§ Work required
Write out the material below exactly, beginning at the line that contains "Objective: locate each instance of the red" and ending with its last line, both ends included; write nothing else.

§ Data entries
(begin)

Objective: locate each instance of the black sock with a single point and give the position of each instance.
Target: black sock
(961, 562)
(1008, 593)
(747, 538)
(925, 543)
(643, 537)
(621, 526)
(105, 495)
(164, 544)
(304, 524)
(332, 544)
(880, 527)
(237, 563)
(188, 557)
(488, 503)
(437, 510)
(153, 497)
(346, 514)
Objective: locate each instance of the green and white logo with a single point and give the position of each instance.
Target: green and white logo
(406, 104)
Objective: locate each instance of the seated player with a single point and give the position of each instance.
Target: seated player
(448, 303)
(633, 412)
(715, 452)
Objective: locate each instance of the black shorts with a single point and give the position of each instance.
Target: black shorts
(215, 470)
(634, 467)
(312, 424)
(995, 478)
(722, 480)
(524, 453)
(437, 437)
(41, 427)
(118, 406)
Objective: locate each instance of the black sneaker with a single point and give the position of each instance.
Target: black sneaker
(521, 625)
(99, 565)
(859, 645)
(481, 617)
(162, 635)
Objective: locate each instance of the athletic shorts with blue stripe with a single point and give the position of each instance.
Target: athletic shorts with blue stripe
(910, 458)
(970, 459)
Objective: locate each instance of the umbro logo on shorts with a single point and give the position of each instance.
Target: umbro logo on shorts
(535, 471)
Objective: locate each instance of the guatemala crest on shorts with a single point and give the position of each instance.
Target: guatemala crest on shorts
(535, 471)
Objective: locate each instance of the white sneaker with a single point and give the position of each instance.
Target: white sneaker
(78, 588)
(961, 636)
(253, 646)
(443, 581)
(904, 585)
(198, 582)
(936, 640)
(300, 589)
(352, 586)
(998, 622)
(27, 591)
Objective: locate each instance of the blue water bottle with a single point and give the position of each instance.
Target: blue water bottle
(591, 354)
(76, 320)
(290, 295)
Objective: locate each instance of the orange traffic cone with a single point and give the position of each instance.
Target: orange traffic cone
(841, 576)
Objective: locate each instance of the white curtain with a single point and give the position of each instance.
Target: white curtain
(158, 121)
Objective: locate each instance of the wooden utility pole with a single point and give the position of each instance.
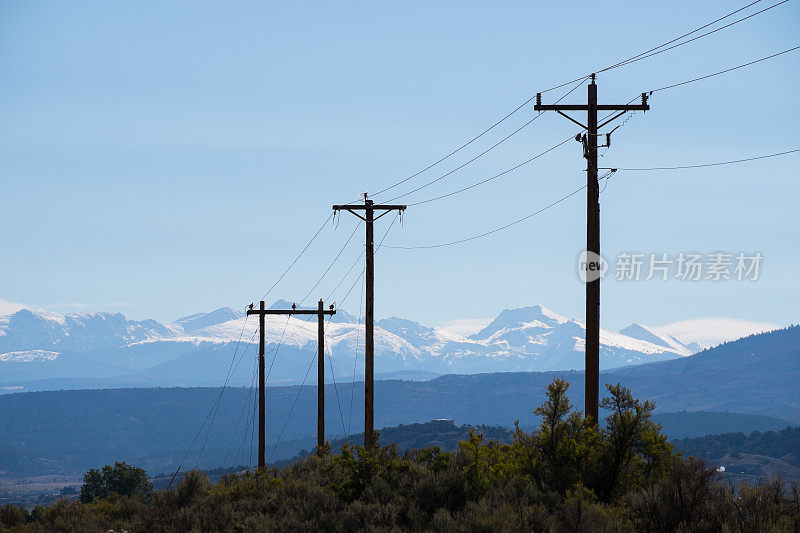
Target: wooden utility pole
(369, 209)
(589, 140)
(262, 312)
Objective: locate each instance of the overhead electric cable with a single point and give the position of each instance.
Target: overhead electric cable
(501, 228)
(726, 70)
(634, 60)
(503, 173)
(716, 164)
(431, 182)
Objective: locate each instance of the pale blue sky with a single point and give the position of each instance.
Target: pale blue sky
(165, 158)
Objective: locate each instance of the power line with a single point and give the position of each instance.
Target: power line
(634, 60)
(716, 164)
(503, 173)
(501, 228)
(642, 55)
(726, 70)
(358, 224)
(297, 397)
(662, 45)
(297, 258)
(501, 141)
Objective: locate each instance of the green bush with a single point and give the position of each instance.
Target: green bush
(565, 476)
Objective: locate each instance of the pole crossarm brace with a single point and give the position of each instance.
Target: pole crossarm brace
(352, 208)
(262, 312)
(369, 208)
(290, 312)
(589, 141)
(560, 108)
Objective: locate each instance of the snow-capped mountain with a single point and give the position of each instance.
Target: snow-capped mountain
(197, 349)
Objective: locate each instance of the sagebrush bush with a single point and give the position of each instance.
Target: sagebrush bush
(565, 476)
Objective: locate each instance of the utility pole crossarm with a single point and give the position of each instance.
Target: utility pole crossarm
(589, 141)
(583, 107)
(362, 207)
(262, 313)
(369, 208)
(290, 312)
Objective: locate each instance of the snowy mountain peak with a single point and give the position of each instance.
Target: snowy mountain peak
(653, 336)
(212, 318)
(519, 317)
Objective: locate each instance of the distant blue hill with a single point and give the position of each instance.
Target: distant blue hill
(70, 431)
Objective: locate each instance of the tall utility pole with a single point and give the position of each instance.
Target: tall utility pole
(369, 209)
(262, 312)
(589, 140)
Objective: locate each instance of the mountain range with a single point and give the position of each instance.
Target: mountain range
(40, 351)
(745, 385)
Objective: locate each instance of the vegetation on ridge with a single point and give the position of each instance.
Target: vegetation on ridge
(566, 475)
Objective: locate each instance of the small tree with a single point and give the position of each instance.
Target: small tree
(565, 441)
(122, 479)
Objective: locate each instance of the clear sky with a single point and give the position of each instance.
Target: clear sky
(166, 158)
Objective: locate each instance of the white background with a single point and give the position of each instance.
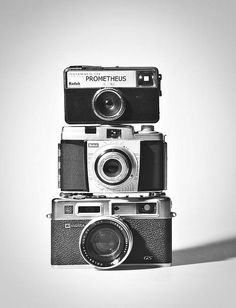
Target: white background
(193, 45)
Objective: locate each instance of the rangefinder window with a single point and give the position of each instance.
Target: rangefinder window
(98, 95)
(88, 209)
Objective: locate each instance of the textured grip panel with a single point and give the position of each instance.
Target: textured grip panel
(152, 241)
(65, 242)
(152, 238)
(73, 162)
(153, 166)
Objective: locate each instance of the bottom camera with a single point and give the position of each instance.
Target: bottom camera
(107, 232)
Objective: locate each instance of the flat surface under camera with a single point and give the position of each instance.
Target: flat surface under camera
(199, 277)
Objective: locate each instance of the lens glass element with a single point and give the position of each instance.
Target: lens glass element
(113, 167)
(108, 104)
(106, 242)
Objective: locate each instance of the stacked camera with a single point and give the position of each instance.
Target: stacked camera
(112, 208)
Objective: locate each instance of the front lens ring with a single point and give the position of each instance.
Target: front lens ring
(102, 116)
(98, 261)
(122, 158)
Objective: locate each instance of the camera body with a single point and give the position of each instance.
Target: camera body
(108, 159)
(107, 232)
(114, 95)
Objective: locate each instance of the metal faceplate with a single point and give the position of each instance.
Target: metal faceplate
(101, 132)
(96, 148)
(89, 208)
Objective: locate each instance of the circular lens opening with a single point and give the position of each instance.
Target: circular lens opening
(112, 167)
(106, 242)
(108, 104)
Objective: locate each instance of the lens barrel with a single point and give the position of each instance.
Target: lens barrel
(113, 167)
(108, 104)
(106, 242)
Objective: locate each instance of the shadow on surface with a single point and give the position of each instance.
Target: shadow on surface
(211, 252)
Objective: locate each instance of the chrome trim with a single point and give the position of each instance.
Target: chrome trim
(88, 266)
(120, 111)
(119, 222)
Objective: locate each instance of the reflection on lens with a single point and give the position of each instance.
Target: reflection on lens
(108, 104)
(105, 242)
(112, 167)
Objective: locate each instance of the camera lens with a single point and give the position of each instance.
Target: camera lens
(113, 167)
(106, 242)
(108, 104)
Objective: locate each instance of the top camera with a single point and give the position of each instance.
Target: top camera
(111, 95)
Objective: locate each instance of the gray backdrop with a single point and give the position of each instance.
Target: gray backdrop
(193, 45)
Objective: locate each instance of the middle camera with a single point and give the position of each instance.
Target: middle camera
(112, 159)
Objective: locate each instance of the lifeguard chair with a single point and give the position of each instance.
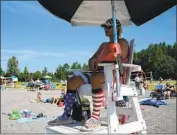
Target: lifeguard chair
(135, 125)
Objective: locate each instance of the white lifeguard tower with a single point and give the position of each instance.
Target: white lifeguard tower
(136, 123)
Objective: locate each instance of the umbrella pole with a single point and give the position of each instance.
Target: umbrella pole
(115, 42)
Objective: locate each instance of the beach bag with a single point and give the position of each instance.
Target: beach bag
(81, 109)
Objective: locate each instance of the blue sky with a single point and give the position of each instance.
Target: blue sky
(38, 39)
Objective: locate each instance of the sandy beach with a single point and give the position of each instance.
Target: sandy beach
(158, 120)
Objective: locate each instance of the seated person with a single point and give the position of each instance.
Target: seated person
(95, 78)
(168, 90)
(159, 88)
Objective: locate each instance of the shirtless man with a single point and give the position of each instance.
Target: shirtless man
(96, 80)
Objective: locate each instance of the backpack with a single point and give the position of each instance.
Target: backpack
(81, 109)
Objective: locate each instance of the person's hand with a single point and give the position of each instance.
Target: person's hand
(93, 65)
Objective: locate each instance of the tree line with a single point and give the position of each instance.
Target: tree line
(160, 59)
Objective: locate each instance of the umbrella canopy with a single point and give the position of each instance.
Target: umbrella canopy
(46, 77)
(82, 12)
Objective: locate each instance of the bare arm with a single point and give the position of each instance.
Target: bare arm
(92, 61)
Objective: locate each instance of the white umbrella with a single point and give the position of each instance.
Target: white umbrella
(46, 77)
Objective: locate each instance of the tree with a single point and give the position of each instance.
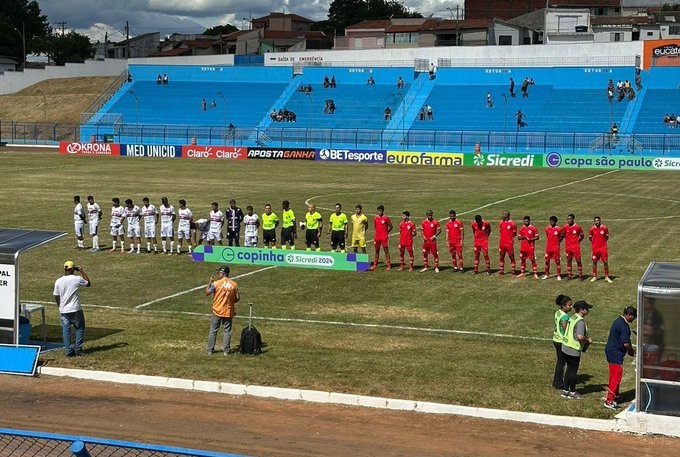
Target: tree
(220, 30)
(71, 47)
(21, 23)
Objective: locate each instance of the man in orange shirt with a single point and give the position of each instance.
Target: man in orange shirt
(225, 295)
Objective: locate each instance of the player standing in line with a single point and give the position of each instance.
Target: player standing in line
(553, 238)
(454, 236)
(234, 217)
(431, 229)
(78, 221)
(383, 227)
(251, 222)
(288, 228)
(506, 243)
(216, 223)
(94, 214)
(338, 229)
(150, 220)
(528, 234)
(314, 224)
(133, 215)
(573, 235)
(481, 229)
(168, 216)
(598, 236)
(117, 231)
(359, 226)
(186, 218)
(407, 230)
(269, 223)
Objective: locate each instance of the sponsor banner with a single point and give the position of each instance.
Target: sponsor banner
(351, 155)
(557, 160)
(102, 149)
(281, 258)
(281, 153)
(440, 159)
(215, 152)
(504, 160)
(151, 150)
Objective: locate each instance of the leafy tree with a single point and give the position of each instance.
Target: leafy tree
(71, 47)
(220, 30)
(17, 18)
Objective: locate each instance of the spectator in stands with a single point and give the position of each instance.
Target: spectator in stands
(520, 119)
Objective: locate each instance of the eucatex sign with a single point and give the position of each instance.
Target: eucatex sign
(151, 150)
(281, 258)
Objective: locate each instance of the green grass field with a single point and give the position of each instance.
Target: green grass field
(485, 341)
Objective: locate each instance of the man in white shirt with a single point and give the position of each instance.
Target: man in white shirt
(150, 218)
(133, 215)
(78, 221)
(168, 217)
(66, 295)
(94, 215)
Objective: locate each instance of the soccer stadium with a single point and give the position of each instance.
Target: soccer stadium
(353, 360)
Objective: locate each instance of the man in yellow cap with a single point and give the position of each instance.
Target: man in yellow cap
(66, 294)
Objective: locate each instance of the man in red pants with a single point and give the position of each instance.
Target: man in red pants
(618, 345)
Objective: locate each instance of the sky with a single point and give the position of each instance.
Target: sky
(96, 18)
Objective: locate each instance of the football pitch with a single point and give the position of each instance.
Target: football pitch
(454, 338)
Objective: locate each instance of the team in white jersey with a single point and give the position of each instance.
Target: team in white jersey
(78, 221)
(133, 215)
(167, 212)
(251, 222)
(94, 215)
(150, 218)
(216, 223)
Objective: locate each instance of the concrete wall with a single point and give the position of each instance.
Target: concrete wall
(11, 82)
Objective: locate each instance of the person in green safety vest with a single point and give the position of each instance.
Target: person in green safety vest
(560, 323)
(575, 342)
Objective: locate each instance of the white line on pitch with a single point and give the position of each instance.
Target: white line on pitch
(144, 305)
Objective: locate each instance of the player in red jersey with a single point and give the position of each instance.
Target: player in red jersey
(454, 235)
(506, 243)
(553, 238)
(573, 235)
(383, 227)
(407, 230)
(431, 230)
(598, 236)
(528, 234)
(481, 231)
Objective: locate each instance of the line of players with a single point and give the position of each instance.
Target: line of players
(210, 230)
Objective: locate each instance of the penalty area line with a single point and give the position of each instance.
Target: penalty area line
(144, 305)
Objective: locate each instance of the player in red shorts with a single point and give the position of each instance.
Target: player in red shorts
(383, 227)
(528, 234)
(454, 235)
(407, 230)
(598, 236)
(431, 230)
(553, 238)
(506, 243)
(573, 235)
(481, 231)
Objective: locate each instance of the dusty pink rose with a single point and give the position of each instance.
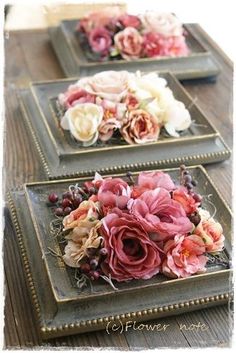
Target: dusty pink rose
(186, 200)
(100, 40)
(184, 256)
(140, 127)
(151, 46)
(131, 254)
(114, 192)
(129, 43)
(161, 216)
(152, 180)
(129, 21)
(131, 101)
(75, 95)
(100, 18)
(108, 85)
(212, 234)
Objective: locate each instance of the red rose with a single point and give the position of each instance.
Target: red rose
(131, 254)
(129, 21)
(100, 40)
(187, 201)
(114, 193)
(129, 43)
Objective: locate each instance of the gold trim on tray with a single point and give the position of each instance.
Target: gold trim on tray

(end)

§ Answer to the problem
Objective: locate each instance of the red rose with a single point and give the position of each instance.
Target: red rose
(131, 254)
(129, 21)
(100, 40)
(187, 201)
(114, 193)
(129, 43)
Objective: locate each instance of the gold trim on tray with a single point and give the position of each instance.
Target: gold trim on tray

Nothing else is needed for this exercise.